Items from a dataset
::::::::

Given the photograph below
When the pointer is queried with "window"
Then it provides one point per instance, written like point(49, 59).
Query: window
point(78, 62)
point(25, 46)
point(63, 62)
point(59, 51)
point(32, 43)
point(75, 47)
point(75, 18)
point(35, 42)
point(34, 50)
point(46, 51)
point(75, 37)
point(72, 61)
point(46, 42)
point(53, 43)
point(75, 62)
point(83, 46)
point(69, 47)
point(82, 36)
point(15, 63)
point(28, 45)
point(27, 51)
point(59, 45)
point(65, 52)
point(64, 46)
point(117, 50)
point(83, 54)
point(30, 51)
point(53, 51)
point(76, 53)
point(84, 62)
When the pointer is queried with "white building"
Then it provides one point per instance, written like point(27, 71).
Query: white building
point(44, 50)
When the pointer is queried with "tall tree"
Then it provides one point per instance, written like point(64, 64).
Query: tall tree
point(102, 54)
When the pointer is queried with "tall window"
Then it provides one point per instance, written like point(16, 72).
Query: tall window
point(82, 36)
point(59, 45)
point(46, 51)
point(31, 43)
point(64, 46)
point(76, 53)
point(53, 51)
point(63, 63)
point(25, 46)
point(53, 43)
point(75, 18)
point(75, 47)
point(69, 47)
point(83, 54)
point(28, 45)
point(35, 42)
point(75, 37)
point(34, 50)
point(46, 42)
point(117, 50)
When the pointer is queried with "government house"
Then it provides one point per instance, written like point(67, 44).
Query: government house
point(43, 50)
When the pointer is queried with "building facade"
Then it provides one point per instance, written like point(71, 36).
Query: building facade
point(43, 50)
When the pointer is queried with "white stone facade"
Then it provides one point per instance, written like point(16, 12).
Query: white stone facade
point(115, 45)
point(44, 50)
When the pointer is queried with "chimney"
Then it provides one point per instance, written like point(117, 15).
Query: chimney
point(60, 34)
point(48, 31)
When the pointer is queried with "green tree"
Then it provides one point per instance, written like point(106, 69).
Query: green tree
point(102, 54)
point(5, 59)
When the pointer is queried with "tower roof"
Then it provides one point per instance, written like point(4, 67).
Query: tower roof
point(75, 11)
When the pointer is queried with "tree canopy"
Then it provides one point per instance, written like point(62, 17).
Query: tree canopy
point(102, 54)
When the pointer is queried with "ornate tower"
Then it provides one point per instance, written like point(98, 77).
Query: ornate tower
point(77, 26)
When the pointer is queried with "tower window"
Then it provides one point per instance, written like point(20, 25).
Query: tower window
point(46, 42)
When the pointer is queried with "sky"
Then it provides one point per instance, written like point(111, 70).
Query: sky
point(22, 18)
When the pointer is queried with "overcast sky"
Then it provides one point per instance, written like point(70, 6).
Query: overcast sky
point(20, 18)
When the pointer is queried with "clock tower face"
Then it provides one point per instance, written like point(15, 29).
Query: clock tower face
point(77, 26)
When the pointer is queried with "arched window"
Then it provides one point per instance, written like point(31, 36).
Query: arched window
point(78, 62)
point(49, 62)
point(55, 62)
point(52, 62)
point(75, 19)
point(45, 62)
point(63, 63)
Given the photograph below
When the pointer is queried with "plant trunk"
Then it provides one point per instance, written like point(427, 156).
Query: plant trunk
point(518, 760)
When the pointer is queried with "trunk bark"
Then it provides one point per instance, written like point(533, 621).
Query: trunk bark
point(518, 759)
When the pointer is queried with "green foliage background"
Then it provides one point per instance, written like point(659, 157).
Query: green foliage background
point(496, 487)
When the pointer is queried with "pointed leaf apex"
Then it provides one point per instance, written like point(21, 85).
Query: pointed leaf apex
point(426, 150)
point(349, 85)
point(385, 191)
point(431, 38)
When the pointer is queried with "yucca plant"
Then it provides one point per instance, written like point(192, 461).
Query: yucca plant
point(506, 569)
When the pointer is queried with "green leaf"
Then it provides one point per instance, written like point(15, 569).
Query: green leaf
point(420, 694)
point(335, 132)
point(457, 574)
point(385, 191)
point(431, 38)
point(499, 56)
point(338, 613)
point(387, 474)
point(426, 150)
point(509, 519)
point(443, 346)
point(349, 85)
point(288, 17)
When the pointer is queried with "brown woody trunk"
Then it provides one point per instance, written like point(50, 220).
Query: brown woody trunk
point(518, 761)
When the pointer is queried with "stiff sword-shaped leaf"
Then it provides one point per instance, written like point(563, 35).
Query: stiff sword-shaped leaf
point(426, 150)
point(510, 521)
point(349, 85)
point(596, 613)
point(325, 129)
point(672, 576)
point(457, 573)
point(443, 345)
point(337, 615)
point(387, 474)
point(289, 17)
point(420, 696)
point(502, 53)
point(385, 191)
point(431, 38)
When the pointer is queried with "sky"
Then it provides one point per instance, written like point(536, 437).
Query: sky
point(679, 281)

::::::::

> _The problem_: Print the records once more, exactly as written.

> _Solution_:
Given the photograph below
When the pointer is queried with "window"
Then it provides one point per instance, written like point(49, 59).
Query: window
point(78, 62)
point(25, 46)
point(63, 62)
point(59, 51)
point(32, 43)
point(75, 47)
point(75, 18)
point(35, 42)
point(34, 50)
point(46, 51)
point(75, 37)
point(72, 61)
point(46, 42)
point(53, 43)
point(75, 62)
point(83, 46)
point(69, 47)
point(82, 36)
point(15, 63)
point(28, 45)
point(27, 51)
point(59, 45)
point(65, 52)
point(64, 46)
point(117, 50)
point(83, 54)
point(30, 51)
point(53, 51)
point(76, 53)
point(84, 62)
When the pointer is queried with "white building"
Then it provides one point per instance, written like point(27, 71).
Query: white building
point(44, 50)
When the pointer is queried with "tall tree"
Then it provides one point per instance, written like point(64, 64).
Query: tall tree
point(102, 54)
When the pointer is queried with "tall window"
Then it provides one point per instance, written like point(16, 72).
Query: tall window
point(82, 36)
point(59, 45)
point(46, 51)
point(31, 43)
point(64, 46)
point(76, 53)
point(53, 51)
point(63, 63)
point(25, 46)
point(53, 43)
point(75, 18)
point(75, 47)
point(69, 47)
point(83, 54)
point(28, 45)
point(35, 42)
point(75, 37)
point(34, 50)
point(46, 42)
point(117, 50)
When the pointer is queried with "government house"
Then it provides one point per instance, written like point(67, 44).
Query: government house
point(43, 50)
When the pointer is queried with "building facade"
Then it provides one point per instance, written like point(71, 36).
Query: building facade
point(43, 50)
When the pointer is queried with "white stone facade"
Then it provides one point per instance, written like point(16, 12).
Query: white stone facade
point(115, 45)
point(44, 50)
When the pointer is queried with "chimney"
Then it provides one point per instance, written like point(117, 15).
Query: chimney
point(60, 34)
point(48, 31)
When the pointer is queried with "green tree"
Then it provides one point per instance, written like point(106, 69).
Query: green tree
point(102, 54)
point(5, 59)
When the pointer is queried with "tower roof"
Then it provides one point per instance, written like point(4, 67).
Query: tower roof
point(75, 11)
When the pointer is queried with "tree canopy"
Then it provides one point per instance, written like point(62, 17).
Query: tree canopy
point(102, 54)
When the pointer is queried with "ornate tower"
Then it provides one point per instance, written like point(98, 77).
Query: ornate tower
point(77, 26)
When the pointer is queried with "tower window"
Then it provides one point per instance, written like point(20, 25).
Query: tower window
point(46, 42)
When the pointer is queried with "sky"
Then it provides one point per instance, written like point(111, 70).
Query: sky
point(22, 18)
When the pointer is queried with "overcast sky"
Then it provides one point per instance, written like point(70, 6).
Query: overcast sky
point(20, 18)
When the pointer is queried with "clock tower face"
Then it provides one point per instance, written like point(15, 29).
Query: clock tower face
point(77, 26)
When the pointer is queried with "arched window"
Then it provides one point per instance, written like point(31, 36).
Query: arched window
point(78, 62)
point(49, 62)
point(55, 62)
point(52, 62)
point(75, 19)
point(45, 62)
point(63, 63)
Given the photograph below
When the pointer is queried with "plant trunk"
Then it provides one point per instance, written like point(427, 156).
Query: plant trunk
point(518, 760)
When the pointer is queried with "trunk bark"
Then it provides one point per instance, written like point(533, 621).
Query: trunk bark
point(518, 759)
When the pointer is queried with "green foliage background"
Then it provides one point per instance, written like point(659, 157).
Query: green foliage background
point(496, 487)
When the pointer is queried with "pointed leaf apex"
Then it provides one point per instance, written like point(21, 85).
Query: pointed leaf apex
point(426, 150)
point(349, 85)
point(385, 191)
point(431, 38)
When the pointer is queried with "yucca plant"
Then it provides one point per instance, written like point(192, 461).
Query: yucca plant
point(506, 569)
When the pointer is queried with "green leaf"
Then it provides one point per instance, written like point(15, 569).
Query: green leaf
point(420, 694)
point(335, 132)
point(457, 574)
point(385, 191)
point(431, 38)
point(499, 56)
point(338, 613)
point(387, 474)
point(426, 150)
point(509, 519)
point(443, 346)
point(349, 85)
point(288, 17)
When the pointer is queried with "brown woody trunk"
Then it provides one point per instance, written like point(50, 220).
Query: brown woody trunk
point(518, 761)
When the pointer is queried with "stiff sword-shaped leaf"
Then it provides one point per instance, written like point(563, 35).
Query: stiff sword-shaped leaf
point(426, 150)
point(510, 521)
point(349, 85)
point(596, 613)
point(325, 129)
point(672, 576)
point(457, 573)
point(443, 345)
point(337, 615)
point(387, 474)
point(289, 17)
point(420, 696)
point(502, 53)
point(385, 191)
point(431, 38)
When the pointer is queried with "sky"
Then it provides one point per instance, written like point(536, 437).
Query: sky
point(679, 281)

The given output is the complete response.